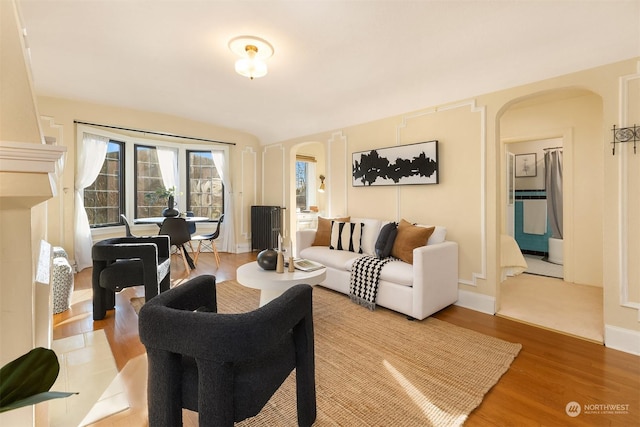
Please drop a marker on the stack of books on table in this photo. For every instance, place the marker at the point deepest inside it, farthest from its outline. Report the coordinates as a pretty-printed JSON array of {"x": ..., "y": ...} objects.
[{"x": 306, "y": 265}]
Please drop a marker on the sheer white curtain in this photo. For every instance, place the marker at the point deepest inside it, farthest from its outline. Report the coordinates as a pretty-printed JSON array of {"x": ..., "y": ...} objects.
[
  {"x": 90, "y": 159},
  {"x": 228, "y": 227},
  {"x": 168, "y": 168}
]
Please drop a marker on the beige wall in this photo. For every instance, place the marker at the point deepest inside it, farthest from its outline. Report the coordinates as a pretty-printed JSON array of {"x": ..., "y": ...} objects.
[
  {"x": 580, "y": 107},
  {"x": 25, "y": 305},
  {"x": 59, "y": 115}
]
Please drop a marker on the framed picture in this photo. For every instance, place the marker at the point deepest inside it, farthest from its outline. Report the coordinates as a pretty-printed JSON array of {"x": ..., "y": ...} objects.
[
  {"x": 400, "y": 165},
  {"x": 526, "y": 165}
]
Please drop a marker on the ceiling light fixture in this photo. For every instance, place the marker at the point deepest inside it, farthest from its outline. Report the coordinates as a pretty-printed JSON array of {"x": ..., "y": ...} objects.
[{"x": 253, "y": 51}]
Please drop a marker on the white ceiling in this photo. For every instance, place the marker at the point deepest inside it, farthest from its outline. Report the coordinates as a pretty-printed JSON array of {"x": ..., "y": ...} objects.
[{"x": 336, "y": 63}]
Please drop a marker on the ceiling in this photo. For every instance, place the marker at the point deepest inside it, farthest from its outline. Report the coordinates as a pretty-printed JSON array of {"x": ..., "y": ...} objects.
[{"x": 336, "y": 63}]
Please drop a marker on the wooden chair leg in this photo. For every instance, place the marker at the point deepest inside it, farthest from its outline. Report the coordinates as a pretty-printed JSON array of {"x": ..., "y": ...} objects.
[
  {"x": 184, "y": 259},
  {"x": 195, "y": 258},
  {"x": 215, "y": 252}
]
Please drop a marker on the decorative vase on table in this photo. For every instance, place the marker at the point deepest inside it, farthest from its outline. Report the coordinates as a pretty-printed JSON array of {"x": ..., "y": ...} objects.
[
  {"x": 170, "y": 210},
  {"x": 267, "y": 259}
]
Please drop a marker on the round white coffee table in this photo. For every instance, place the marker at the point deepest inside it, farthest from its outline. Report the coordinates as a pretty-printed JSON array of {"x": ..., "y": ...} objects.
[{"x": 272, "y": 284}]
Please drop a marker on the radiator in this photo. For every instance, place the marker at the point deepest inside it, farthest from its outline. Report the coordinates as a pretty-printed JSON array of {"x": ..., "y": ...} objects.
[{"x": 266, "y": 224}]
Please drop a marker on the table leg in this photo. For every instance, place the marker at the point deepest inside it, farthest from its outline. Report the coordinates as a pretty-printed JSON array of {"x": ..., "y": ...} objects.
[{"x": 267, "y": 296}]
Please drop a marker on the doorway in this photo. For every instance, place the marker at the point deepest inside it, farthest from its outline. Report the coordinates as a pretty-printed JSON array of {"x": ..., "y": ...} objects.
[
  {"x": 571, "y": 119},
  {"x": 535, "y": 203}
]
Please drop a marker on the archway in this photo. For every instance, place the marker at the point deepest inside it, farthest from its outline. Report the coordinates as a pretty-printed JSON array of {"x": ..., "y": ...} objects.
[{"x": 574, "y": 117}]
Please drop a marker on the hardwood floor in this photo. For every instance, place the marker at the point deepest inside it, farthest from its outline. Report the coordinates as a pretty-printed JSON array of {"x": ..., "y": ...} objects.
[{"x": 551, "y": 371}]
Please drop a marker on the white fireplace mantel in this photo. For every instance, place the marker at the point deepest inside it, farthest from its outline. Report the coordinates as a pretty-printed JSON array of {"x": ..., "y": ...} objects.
[{"x": 29, "y": 157}]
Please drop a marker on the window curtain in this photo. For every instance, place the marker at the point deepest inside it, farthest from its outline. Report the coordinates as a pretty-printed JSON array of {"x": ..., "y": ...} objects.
[
  {"x": 228, "y": 227},
  {"x": 90, "y": 160},
  {"x": 168, "y": 168}
]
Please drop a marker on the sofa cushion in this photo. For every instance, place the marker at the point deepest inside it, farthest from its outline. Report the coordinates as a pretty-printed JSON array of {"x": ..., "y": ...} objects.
[
  {"x": 370, "y": 232},
  {"x": 323, "y": 232},
  {"x": 394, "y": 271},
  {"x": 397, "y": 272},
  {"x": 409, "y": 237},
  {"x": 346, "y": 236},
  {"x": 385, "y": 240},
  {"x": 438, "y": 236},
  {"x": 340, "y": 260}
]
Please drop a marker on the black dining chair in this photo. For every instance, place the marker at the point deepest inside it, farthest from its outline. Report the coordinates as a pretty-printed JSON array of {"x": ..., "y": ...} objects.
[
  {"x": 178, "y": 231},
  {"x": 127, "y": 226},
  {"x": 210, "y": 239},
  {"x": 122, "y": 262}
]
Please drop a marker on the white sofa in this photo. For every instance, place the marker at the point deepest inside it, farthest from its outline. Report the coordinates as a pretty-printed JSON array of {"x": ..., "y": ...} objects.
[{"x": 417, "y": 290}]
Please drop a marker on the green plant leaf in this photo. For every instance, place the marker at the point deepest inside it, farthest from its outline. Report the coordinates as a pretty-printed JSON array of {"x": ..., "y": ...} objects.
[
  {"x": 29, "y": 378},
  {"x": 38, "y": 398}
]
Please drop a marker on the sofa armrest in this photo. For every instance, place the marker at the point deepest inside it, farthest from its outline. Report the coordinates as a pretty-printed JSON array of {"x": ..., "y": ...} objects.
[
  {"x": 304, "y": 239},
  {"x": 435, "y": 278}
]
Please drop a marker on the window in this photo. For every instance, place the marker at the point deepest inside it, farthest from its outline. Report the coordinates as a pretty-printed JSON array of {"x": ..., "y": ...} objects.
[
  {"x": 104, "y": 199},
  {"x": 205, "y": 191},
  {"x": 150, "y": 191},
  {"x": 305, "y": 182},
  {"x": 138, "y": 172}
]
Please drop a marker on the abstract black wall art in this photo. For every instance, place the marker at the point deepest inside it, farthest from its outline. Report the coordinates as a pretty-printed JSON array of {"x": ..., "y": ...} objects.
[{"x": 400, "y": 165}]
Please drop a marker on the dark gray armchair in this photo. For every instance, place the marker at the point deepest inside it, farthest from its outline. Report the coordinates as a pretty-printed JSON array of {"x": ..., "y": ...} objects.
[
  {"x": 123, "y": 262},
  {"x": 225, "y": 366}
]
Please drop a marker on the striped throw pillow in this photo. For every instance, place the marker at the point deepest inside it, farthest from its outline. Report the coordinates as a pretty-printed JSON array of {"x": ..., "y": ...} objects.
[{"x": 346, "y": 236}]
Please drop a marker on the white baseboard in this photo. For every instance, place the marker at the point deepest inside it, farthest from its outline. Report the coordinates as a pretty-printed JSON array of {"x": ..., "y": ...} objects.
[
  {"x": 475, "y": 301},
  {"x": 622, "y": 339},
  {"x": 243, "y": 248}
]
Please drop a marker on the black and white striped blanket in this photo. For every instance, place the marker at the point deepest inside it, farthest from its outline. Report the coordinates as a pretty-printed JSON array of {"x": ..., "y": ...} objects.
[{"x": 365, "y": 275}]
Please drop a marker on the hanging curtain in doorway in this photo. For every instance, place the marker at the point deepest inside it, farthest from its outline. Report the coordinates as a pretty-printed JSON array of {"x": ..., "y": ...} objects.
[{"x": 553, "y": 184}]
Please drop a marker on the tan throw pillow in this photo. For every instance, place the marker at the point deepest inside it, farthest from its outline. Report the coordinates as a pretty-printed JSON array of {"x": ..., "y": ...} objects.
[
  {"x": 323, "y": 233},
  {"x": 409, "y": 237}
]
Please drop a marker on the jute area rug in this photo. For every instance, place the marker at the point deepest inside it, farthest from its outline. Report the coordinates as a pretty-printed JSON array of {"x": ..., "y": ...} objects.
[{"x": 376, "y": 368}]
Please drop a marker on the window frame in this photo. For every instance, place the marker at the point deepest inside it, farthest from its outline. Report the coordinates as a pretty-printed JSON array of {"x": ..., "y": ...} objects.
[
  {"x": 130, "y": 141},
  {"x": 188, "y": 204},
  {"x": 122, "y": 172}
]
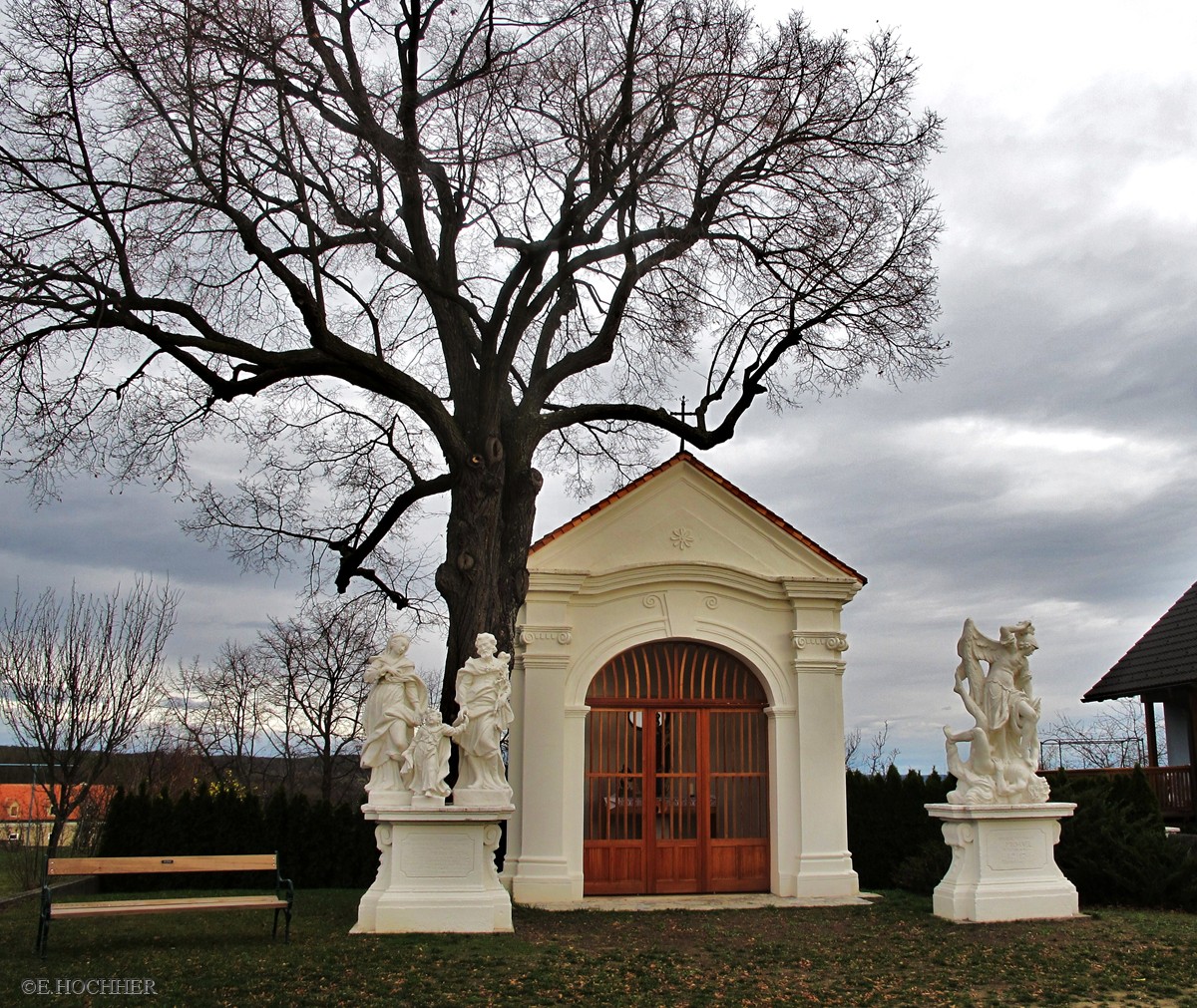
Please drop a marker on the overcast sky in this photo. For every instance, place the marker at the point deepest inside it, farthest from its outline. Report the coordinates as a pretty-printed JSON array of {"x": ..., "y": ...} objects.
[{"x": 1047, "y": 472}]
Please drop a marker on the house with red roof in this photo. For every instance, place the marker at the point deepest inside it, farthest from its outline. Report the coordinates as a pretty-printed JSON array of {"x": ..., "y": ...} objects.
[
  {"x": 679, "y": 708},
  {"x": 27, "y": 815}
]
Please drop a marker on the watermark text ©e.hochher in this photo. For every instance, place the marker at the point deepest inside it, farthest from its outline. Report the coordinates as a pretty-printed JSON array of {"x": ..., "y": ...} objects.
[{"x": 93, "y": 985}]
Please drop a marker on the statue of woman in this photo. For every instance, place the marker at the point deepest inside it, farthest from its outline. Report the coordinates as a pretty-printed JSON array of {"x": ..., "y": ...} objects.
[
  {"x": 484, "y": 696},
  {"x": 398, "y": 696}
]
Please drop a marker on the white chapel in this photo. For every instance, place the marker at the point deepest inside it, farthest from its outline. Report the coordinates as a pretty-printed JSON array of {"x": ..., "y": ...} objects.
[{"x": 677, "y": 701}]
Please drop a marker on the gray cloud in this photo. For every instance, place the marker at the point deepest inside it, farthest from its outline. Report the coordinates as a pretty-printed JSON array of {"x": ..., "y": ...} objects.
[{"x": 1047, "y": 472}]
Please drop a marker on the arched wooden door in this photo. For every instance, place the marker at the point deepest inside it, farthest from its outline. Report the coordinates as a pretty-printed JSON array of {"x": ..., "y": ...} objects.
[{"x": 676, "y": 789}]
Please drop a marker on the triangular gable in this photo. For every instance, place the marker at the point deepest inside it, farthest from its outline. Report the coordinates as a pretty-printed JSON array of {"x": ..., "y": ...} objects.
[
  {"x": 685, "y": 511},
  {"x": 1165, "y": 656}
]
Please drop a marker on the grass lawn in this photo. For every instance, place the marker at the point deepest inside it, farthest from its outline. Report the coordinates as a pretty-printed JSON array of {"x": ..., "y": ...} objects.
[{"x": 892, "y": 953}]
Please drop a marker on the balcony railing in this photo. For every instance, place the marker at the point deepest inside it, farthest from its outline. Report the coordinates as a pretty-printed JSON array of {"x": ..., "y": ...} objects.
[{"x": 1173, "y": 786}]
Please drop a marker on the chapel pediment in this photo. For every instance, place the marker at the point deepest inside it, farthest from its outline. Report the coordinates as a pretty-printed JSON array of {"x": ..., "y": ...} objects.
[{"x": 682, "y": 512}]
· · · · ·
- [DIRECTIONS FOR THIS TASK]: Would you quote, exactly and only, the lines from the one containing "Please drop a marker on the grass" to the end of the entries?

- [THE RESPONSE]:
Please drop a marker on the grass lawn in this photo. For every instance, place the marker at the point deepest inside it, farthest from its outline. Report the coordinates as a pretty-printed JSON array of {"x": ..., "y": ...} objects.
[{"x": 892, "y": 953}]
Please drop a marker on the balcony railing in this photo. For every instance, place the marker at the point deepest inside it, farthest from its outline. Report the coordinates as a pretty-printed JSON array of {"x": ..., "y": ...} objects.
[{"x": 1173, "y": 786}]
Please drop a marker on the chapel pediment in this photo. For every instance, place the marker at the point deepest inside it, farthest from its outline. Report the coordinates as a pretty-printed JSON array of {"x": ..., "y": ...} objects.
[{"x": 682, "y": 512}]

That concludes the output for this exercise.